**** Data provided

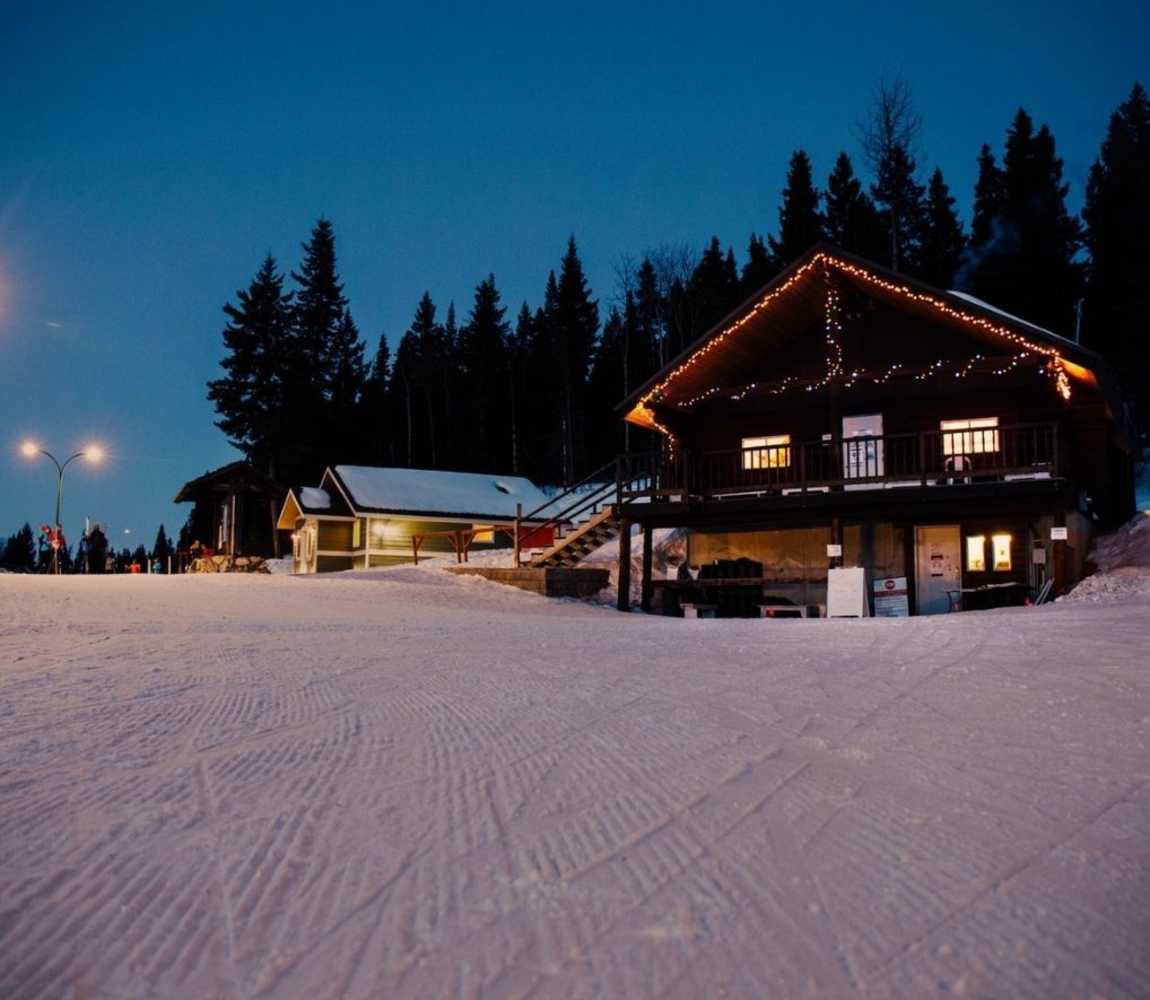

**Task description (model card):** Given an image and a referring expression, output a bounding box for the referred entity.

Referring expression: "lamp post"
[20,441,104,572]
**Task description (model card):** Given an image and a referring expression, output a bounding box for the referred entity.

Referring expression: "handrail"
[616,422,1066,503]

********
**** Data provided

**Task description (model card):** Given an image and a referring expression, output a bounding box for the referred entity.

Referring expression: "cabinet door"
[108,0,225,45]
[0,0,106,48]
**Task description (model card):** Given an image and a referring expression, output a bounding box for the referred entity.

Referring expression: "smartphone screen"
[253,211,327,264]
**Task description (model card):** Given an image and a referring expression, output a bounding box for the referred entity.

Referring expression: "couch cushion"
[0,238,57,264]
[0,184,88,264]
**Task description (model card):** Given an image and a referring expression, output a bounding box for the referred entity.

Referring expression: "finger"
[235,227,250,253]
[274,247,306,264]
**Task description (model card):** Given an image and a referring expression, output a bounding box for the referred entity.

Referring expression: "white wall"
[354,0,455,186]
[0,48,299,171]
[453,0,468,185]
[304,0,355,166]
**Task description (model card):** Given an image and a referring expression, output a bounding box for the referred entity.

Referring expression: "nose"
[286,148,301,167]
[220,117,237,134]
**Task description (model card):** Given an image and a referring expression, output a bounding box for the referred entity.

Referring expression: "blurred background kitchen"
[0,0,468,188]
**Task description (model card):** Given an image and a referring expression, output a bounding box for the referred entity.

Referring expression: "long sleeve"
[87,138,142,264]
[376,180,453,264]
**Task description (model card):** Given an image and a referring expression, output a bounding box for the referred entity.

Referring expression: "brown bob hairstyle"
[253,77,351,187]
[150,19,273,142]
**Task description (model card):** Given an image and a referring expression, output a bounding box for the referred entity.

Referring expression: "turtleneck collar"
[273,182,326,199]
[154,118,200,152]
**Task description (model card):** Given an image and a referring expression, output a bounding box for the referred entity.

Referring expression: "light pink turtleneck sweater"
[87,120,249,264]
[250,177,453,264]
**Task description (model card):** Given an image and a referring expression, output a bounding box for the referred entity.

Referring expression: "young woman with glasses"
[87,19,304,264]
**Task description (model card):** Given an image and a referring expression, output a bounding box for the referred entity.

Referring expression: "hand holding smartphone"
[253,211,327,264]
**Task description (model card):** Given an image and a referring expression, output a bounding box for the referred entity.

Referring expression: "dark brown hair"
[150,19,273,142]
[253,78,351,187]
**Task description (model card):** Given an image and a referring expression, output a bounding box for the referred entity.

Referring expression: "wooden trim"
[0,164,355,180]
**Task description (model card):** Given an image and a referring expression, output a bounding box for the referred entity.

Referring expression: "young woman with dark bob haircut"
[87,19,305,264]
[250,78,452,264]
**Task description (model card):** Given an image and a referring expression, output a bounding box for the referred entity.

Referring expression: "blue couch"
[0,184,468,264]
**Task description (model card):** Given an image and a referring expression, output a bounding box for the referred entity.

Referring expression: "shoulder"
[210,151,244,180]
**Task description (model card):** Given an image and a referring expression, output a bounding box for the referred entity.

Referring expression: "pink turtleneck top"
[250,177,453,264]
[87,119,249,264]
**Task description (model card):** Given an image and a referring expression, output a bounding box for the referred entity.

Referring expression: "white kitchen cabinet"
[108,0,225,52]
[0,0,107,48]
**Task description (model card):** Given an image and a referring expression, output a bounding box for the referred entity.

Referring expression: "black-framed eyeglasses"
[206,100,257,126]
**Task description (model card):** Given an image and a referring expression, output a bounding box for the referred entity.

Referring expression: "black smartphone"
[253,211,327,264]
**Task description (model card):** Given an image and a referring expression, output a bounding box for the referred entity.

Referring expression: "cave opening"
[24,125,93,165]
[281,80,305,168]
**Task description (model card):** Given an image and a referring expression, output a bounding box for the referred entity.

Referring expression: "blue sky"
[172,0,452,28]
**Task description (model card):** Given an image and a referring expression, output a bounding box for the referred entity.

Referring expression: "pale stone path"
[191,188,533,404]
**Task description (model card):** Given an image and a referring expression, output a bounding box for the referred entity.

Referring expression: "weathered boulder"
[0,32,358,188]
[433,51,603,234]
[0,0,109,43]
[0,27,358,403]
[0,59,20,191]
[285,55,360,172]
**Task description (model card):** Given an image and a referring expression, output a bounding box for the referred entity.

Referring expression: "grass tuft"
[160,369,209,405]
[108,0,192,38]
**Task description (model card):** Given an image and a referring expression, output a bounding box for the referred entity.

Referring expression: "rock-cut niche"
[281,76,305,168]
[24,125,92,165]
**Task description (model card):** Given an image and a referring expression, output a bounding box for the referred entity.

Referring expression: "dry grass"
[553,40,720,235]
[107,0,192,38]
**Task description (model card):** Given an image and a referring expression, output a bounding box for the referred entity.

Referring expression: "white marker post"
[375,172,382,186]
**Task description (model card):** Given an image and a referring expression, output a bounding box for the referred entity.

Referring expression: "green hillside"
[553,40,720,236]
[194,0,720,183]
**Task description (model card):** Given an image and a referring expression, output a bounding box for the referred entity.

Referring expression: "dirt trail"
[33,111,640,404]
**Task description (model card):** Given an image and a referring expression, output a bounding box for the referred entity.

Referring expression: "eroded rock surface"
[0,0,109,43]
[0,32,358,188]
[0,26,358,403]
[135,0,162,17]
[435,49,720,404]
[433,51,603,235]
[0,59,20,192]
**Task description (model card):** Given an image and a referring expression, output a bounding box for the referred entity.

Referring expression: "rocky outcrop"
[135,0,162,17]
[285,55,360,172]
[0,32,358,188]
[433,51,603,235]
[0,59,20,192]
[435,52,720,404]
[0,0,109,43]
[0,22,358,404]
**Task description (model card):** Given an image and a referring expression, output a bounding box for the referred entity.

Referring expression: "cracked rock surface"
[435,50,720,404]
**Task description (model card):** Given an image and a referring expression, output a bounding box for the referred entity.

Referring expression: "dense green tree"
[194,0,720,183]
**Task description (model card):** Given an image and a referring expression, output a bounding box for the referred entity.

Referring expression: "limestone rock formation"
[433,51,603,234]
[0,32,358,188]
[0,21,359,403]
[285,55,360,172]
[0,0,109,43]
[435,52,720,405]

********
**** Data provided

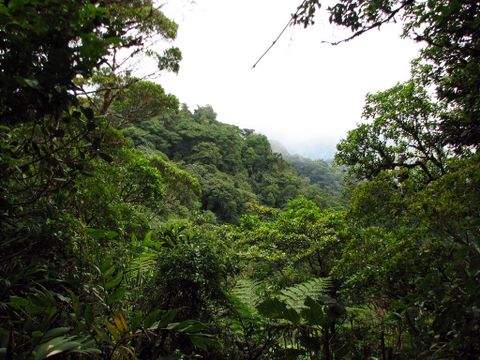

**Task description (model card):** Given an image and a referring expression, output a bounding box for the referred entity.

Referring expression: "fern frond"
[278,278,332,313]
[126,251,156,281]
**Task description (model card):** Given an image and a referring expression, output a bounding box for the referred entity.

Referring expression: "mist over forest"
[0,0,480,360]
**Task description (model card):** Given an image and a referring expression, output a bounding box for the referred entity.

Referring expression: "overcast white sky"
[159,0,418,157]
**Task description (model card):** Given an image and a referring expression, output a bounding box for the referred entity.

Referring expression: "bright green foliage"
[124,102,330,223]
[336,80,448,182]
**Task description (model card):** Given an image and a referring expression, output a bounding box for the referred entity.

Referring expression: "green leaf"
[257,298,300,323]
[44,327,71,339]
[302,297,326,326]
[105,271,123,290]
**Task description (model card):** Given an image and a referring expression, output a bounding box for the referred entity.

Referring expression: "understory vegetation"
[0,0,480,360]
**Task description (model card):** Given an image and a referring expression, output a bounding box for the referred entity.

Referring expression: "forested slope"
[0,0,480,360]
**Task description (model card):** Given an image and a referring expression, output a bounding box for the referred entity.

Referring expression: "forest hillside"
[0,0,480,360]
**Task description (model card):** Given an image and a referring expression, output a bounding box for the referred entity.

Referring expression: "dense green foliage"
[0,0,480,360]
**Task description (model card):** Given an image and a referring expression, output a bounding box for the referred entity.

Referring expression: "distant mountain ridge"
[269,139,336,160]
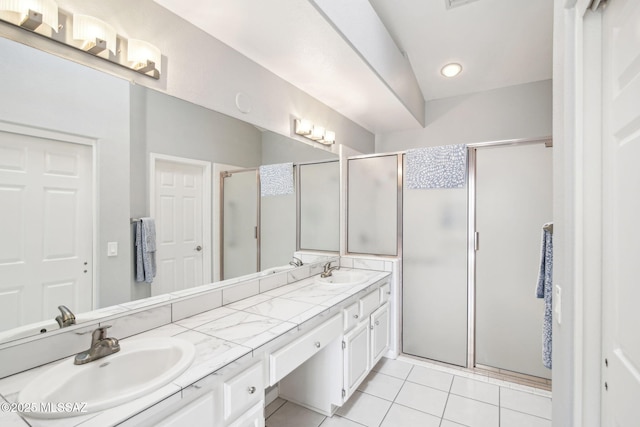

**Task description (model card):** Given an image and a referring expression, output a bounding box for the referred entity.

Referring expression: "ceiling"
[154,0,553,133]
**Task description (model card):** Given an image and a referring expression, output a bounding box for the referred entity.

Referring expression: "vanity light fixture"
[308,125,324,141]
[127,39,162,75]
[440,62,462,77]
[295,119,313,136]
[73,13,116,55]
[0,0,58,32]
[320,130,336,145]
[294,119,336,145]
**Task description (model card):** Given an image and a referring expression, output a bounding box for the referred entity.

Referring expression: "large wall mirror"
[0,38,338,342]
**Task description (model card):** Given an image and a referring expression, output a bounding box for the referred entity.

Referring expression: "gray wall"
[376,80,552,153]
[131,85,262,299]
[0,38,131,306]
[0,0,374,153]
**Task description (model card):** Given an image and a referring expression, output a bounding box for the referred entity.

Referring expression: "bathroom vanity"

********

* _Instructions to follow_
Select each line in the items above that contains the word "blue", and copy those lines. Match case exactly.

* _Expected answer_
Referring expression: "blue couch"
Referring expression: "blue sky"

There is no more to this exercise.